The Annual Meetings of the IMF and the World Bank take place in Tokyo this week, and as always they provide a good opportunity to take stock of the condition of the global economy, and of economic policy.



There is much less of a crisis atmosphere surrounding this week’s meetings than there was a year ago, largely because the actions of the ECB have succeeded in calming the eurozone storm for the time being.



However, there have been significant downgrades to growth prospects in China and India in the past year, and growth in the major developed economies has been extremely unsatisfactory.



The IMF’s economic projections, which show global real GDP growth running at around 4.5 per cent per annum over the medium term, are looking increasingly difficult to reach. Certainly, the latest projections, released in July, appear likely to be downgraded. For example, the IMF forecast for GDP growth in 2013, which was as high as 3.9 per cent in the July projection, is around a full percentage point higher than the latest average forecast from the major investment banks.



On a brighter note, however, the risk that the global economy is actually sliding towards a renewed recession seems to have diminished in recent weeks, and the data published for September indicate that growth has probably passed the low point for the latest mini cycle. Sluggish growth, but no recession, is likely to be the IMF’s message from Tokyo this week.



When examining the impact of global GDP growth on financial markets, it is useful to separate the big picture, measured in years, from the mini cycle, measured in months or quarters. At present, the big picture looks very unsatisfactory, but the mini cycle has touched bottom. It is the latter which has been underpinning risk assets since last June.

→ Information provided:
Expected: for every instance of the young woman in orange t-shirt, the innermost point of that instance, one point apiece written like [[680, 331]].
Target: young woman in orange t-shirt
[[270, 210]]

→ Directive A: Translate this sentence from the commentary on the IMF and World Bank meetings into French: "Certainly, the latest projections, released in July, appear likely to be downgraded."
→ Directive B: According to the commentary on the IMF and World Bank meetings, what was the IMF forecast for GDP growth in 2013 in the July projection?
→ Directive C: State whether each statement agrees with the commentary on the IMF and World Bank meetings, and quote the deciding words: (i) The crisis atmosphere around this week's meetings is stronger than it was a year ago. (ii) The mini cycle has touched bottom. (iii) The IMF's projections show global real GDP growth of around 4.5 per cent per annum over the medium term.

→ Correct output A: Certes, les dernières projections, publiées en juillet, semblent susceptibles d'être revues à la baisse.

→ Correct output B: As high as 3.9 per cent.

→ Correct output C:
(i) No: "There is much less of a crisis atmosphere surrounding this week’s meetings than there was a year ago"
(ii) Yes: "the mini cycle has touched bottom"
(iii) Yes: "show global real GDP growth running at around 4.5 per cent per annum over the medium term"